[Exercise task]: Pull out each line of the material below that contains the word "soil" and copy it. Uppercase and lowercase must match.

-- -- --

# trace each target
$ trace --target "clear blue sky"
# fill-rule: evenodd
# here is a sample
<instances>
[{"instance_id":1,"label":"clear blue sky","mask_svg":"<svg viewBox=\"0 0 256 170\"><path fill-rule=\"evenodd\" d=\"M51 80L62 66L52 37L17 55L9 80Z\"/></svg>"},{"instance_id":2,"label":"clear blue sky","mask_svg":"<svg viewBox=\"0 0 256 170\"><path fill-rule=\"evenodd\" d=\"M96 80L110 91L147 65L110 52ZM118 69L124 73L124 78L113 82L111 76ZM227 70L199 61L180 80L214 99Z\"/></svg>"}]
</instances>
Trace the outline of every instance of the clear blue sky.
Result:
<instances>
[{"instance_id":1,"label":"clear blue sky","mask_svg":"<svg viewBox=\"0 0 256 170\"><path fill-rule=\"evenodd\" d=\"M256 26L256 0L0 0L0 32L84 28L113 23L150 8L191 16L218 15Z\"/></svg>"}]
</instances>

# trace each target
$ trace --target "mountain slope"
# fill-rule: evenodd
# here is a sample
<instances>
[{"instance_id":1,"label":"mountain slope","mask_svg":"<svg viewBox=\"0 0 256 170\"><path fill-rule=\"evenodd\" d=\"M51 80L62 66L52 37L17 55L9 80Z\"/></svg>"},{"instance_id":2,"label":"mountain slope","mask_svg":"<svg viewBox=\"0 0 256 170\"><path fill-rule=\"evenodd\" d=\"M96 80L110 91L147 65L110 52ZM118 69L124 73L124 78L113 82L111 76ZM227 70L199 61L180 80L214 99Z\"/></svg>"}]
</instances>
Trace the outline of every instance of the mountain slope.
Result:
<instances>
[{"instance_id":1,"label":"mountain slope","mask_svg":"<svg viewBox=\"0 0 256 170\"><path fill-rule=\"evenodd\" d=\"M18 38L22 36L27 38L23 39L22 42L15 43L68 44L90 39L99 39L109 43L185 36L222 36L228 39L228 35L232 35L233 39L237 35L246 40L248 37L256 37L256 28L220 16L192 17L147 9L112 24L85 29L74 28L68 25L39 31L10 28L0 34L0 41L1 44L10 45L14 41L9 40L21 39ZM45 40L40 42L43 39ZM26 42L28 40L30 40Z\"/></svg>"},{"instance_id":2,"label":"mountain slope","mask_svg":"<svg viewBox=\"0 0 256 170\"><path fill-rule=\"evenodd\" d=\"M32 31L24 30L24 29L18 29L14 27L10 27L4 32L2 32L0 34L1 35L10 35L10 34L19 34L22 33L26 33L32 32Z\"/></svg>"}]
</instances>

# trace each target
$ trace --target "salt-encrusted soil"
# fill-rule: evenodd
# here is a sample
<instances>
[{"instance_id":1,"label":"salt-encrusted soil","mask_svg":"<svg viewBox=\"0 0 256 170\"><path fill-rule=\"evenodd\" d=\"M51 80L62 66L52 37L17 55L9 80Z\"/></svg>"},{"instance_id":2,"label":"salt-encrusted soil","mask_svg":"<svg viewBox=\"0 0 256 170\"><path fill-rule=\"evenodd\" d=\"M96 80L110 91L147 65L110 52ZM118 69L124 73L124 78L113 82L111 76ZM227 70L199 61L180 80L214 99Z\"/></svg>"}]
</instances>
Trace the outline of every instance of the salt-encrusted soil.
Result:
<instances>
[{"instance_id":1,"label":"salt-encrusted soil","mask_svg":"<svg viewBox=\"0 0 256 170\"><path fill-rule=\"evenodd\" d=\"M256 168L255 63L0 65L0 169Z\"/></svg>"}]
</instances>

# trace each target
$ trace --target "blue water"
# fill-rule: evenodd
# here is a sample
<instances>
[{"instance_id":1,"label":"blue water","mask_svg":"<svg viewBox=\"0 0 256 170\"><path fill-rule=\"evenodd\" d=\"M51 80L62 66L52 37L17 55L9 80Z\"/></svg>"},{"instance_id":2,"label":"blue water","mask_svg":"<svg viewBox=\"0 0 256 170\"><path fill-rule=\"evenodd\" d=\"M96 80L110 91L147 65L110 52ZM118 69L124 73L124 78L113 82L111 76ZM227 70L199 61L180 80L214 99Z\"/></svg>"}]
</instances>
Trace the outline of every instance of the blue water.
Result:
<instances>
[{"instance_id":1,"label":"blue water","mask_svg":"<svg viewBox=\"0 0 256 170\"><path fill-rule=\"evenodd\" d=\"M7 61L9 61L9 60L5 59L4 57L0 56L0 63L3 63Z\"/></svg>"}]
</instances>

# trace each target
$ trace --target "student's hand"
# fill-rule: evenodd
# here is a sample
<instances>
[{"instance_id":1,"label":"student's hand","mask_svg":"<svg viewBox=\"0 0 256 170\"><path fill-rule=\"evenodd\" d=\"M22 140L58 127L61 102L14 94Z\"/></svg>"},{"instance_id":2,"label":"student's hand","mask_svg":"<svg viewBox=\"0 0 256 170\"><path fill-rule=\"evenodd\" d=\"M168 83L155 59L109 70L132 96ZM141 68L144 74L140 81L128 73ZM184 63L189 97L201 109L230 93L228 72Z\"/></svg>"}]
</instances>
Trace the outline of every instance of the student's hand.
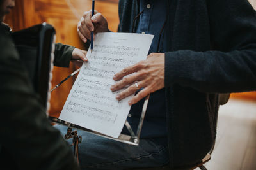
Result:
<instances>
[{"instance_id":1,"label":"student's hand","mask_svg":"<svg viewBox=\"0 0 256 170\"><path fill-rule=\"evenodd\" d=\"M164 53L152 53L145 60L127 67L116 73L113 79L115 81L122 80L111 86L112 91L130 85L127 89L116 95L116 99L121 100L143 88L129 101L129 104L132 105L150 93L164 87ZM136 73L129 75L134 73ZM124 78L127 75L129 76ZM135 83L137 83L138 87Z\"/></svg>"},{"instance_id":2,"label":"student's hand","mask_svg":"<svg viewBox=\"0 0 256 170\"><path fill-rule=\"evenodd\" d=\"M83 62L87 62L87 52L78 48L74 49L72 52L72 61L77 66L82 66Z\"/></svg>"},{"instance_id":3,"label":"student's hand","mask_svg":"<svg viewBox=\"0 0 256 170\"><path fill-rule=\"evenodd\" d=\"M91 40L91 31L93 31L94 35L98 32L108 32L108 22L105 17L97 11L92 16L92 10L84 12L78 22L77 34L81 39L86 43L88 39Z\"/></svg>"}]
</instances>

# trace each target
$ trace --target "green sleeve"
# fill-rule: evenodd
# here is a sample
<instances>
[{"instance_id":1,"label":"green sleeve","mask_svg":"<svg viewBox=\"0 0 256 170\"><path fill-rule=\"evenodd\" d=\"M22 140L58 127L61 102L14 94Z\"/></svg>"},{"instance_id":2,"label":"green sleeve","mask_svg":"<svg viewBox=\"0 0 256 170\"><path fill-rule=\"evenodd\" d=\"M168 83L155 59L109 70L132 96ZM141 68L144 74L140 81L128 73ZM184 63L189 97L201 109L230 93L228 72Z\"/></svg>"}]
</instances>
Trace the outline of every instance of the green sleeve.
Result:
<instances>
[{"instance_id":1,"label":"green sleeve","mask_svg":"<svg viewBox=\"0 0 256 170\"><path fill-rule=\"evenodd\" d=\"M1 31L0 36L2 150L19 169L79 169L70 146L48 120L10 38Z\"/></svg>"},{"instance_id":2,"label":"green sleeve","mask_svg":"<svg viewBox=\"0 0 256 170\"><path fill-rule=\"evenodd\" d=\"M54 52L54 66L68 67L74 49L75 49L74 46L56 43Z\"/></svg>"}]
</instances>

-- -- --

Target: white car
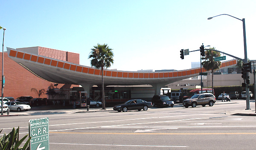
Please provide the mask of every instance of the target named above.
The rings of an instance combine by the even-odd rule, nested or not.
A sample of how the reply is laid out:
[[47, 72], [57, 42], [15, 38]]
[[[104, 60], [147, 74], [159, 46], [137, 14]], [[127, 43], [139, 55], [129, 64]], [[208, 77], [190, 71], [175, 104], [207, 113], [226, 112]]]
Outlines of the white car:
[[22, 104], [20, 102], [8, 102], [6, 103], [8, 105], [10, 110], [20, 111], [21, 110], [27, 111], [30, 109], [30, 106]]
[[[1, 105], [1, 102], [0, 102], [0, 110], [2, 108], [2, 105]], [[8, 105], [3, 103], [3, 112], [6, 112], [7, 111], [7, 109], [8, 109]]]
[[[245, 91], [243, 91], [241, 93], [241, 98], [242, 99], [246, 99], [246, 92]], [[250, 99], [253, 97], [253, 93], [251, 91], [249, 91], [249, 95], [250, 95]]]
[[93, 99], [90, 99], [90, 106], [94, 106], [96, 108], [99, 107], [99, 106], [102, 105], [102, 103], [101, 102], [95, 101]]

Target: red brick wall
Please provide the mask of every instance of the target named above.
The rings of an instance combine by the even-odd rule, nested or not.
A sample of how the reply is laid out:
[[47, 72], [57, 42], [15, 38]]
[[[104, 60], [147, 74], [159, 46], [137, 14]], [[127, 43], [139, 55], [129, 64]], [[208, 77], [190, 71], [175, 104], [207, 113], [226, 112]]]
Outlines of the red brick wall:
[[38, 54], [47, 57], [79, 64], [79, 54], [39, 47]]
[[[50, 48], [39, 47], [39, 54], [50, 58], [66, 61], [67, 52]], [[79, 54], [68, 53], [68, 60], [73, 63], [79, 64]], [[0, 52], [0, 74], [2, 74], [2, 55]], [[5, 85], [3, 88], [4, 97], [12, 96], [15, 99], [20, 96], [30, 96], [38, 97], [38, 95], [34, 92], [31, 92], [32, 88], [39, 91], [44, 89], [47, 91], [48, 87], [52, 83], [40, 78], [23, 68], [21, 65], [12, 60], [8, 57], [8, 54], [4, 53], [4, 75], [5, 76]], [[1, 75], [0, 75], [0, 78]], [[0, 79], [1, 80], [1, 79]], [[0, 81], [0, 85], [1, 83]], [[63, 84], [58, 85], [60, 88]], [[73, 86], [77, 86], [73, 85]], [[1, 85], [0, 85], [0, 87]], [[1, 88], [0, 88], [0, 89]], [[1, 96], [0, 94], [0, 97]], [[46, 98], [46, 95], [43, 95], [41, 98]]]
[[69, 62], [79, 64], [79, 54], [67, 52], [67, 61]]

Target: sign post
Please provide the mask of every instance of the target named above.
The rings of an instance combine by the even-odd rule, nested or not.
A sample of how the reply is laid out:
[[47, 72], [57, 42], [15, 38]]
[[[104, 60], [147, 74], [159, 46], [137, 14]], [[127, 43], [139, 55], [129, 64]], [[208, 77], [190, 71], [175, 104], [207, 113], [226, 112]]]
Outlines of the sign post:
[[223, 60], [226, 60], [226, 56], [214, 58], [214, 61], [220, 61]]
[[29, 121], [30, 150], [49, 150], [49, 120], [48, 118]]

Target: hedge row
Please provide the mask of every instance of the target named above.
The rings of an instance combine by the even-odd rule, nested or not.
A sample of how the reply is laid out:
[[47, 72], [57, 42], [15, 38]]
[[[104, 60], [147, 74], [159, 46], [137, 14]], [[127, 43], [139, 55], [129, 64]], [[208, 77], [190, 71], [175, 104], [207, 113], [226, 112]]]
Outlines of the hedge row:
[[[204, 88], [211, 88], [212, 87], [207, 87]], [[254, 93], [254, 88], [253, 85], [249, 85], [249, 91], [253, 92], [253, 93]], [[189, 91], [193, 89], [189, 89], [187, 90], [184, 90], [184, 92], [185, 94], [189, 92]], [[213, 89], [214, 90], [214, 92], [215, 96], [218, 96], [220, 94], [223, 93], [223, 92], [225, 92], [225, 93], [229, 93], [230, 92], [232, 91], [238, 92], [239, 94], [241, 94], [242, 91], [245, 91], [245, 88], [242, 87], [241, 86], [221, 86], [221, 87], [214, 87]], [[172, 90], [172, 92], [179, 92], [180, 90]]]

-- -- --

[Reply]:
$ trace --target "salt-encrusted soil"
[{"instance_id":1,"label":"salt-encrusted soil","mask_svg":"<svg viewBox=\"0 0 256 170\"><path fill-rule=\"evenodd\" d=\"M51 80L62 66L52 37L17 55L9 80Z\"/></svg>"},{"instance_id":2,"label":"salt-encrusted soil","mask_svg":"<svg viewBox=\"0 0 256 170\"><path fill-rule=\"evenodd\" d=\"M96 80L110 91L147 65L110 52ZM118 69L124 73L124 78L113 82L111 76ZM227 70L199 61L180 80L214 99Z\"/></svg>"}]
Trace the outline of every instance of the salt-encrusted soil.
[{"instance_id":1,"label":"salt-encrusted soil","mask_svg":"<svg viewBox=\"0 0 256 170\"><path fill-rule=\"evenodd\" d=\"M256 168L255 63L0 65L0 169Z\"/></svg>"}]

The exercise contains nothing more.